"""
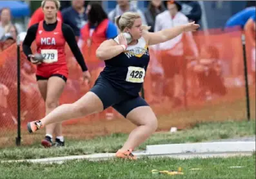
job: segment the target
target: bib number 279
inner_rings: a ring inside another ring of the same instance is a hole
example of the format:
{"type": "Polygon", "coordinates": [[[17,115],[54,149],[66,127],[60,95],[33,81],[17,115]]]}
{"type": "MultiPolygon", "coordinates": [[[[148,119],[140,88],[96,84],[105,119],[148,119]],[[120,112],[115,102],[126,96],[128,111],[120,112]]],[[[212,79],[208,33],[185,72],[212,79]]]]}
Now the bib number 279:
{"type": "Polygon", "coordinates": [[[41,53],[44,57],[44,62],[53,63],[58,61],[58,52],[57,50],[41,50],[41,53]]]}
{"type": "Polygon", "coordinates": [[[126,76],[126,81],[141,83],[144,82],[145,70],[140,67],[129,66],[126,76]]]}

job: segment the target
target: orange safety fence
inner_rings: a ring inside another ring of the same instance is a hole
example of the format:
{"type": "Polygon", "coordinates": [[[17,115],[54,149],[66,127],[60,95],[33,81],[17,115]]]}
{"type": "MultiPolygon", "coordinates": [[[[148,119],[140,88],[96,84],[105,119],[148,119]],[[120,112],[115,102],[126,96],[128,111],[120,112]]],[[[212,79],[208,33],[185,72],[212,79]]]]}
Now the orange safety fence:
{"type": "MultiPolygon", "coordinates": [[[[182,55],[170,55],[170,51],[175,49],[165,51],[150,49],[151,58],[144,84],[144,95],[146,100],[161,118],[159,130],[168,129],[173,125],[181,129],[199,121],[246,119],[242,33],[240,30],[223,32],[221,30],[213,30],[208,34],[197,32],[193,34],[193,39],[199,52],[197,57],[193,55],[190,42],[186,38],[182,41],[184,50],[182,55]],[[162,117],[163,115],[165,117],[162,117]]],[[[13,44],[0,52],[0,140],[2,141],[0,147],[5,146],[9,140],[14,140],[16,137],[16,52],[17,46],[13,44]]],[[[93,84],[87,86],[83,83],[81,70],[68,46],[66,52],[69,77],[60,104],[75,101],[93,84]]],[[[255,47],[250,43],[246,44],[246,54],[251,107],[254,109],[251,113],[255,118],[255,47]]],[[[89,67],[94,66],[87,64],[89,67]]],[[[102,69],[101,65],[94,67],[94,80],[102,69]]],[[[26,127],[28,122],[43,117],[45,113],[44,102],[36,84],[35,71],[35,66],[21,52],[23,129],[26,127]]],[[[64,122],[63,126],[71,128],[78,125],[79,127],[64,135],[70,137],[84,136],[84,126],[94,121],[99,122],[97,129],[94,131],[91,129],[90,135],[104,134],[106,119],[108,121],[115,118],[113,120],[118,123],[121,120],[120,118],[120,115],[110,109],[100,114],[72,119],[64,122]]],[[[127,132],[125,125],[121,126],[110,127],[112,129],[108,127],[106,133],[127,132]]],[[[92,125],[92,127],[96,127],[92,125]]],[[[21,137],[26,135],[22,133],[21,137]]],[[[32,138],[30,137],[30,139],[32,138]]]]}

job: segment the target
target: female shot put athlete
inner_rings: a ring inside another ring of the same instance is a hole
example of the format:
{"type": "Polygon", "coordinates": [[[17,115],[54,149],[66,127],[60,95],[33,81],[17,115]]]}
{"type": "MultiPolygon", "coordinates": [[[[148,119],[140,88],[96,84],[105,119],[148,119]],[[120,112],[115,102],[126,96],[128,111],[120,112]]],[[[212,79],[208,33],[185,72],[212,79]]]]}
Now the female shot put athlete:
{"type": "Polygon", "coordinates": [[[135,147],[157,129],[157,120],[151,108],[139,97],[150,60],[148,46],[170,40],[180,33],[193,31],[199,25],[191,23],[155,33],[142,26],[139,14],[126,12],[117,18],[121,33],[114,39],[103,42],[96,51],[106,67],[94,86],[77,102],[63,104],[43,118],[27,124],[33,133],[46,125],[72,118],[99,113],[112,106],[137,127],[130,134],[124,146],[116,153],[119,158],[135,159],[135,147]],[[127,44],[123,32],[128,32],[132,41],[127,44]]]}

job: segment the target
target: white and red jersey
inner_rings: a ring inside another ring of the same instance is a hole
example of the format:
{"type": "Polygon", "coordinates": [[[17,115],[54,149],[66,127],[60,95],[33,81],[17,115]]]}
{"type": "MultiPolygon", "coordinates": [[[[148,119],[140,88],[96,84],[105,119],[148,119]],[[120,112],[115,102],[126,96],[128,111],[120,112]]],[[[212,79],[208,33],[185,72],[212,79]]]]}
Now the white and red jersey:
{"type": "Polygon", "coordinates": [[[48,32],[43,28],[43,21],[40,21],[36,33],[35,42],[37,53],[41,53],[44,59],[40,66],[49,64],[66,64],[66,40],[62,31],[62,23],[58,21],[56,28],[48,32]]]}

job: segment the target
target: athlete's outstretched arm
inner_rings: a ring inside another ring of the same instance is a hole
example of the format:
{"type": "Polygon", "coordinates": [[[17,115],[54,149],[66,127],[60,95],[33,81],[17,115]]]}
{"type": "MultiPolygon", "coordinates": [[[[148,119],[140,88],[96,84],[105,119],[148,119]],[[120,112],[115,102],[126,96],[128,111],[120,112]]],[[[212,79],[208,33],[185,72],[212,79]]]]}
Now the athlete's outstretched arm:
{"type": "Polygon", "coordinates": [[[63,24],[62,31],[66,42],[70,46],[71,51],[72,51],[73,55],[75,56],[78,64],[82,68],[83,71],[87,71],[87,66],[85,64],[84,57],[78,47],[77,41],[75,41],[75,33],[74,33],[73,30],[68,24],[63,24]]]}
"""
- [Tâche demandée]:
Relevez chaque ligne des enregistrements ci-dessus qui contient la chaîne « number ». La casse compte.

- [Résultat attendu]:
target: bib number 279
Now the bib number 279:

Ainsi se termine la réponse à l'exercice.